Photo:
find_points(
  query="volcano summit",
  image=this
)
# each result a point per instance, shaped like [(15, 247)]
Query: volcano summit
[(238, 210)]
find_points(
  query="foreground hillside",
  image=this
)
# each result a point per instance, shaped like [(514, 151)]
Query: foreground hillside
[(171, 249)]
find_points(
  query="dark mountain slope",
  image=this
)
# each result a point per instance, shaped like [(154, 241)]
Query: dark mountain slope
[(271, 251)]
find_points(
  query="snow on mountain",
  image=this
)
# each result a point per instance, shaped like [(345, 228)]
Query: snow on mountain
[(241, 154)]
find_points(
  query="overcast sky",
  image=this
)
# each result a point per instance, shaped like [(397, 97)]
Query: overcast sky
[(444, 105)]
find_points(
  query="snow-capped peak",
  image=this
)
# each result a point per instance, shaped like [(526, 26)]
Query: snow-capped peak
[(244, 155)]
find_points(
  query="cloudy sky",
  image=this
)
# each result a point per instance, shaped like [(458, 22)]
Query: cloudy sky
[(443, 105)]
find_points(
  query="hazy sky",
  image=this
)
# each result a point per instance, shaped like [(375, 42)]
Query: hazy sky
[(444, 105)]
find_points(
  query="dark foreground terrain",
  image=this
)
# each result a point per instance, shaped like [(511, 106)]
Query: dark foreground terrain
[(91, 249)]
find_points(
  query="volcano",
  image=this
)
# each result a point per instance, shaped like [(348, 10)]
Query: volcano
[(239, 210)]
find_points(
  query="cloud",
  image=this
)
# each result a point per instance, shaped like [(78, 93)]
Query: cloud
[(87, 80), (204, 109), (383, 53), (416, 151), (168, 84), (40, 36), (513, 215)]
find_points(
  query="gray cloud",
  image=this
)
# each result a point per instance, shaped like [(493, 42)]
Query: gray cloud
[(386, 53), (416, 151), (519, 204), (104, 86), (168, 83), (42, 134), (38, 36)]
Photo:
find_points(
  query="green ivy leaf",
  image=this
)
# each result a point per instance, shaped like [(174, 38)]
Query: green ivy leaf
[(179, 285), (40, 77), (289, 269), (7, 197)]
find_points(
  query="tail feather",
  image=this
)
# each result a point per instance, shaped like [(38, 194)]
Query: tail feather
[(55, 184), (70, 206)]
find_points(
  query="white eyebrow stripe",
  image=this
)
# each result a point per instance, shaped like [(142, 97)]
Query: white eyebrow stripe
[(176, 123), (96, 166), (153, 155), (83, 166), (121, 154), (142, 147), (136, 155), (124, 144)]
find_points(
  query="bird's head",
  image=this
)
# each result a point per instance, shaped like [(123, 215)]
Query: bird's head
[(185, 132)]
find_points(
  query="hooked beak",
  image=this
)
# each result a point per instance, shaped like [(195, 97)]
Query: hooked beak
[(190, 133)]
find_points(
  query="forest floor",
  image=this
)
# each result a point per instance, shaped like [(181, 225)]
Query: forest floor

### PROBLEM REQUIREMENTS
Reproduce everything from the start of the rows down to the line containing "[(271, 251)]", requests included. Multiply each point coordinate in the answers by 1.75 and round to whole numbers, halves up, but leave the numbers in the requests and their format samples unchanged.

### REPLY
Photo:
find_points(
  query="volcano summit",
  image=this
)
# each result a point per instance, shaped like [(15, 247)]
Query: volcano summit
[(417, 368)]
find_points(
  query="foreground hillside",
  image=this
)
# each result a point per instance, shaped like [(514, 151)]
Query: foreground hillside
[(299, 436)]
find_points(
  query="dark mountain slope",
  image=this
)
# each result a point per instance, shaped like [(154, 241)]
Query: dark mountain slope
[(474, 439)]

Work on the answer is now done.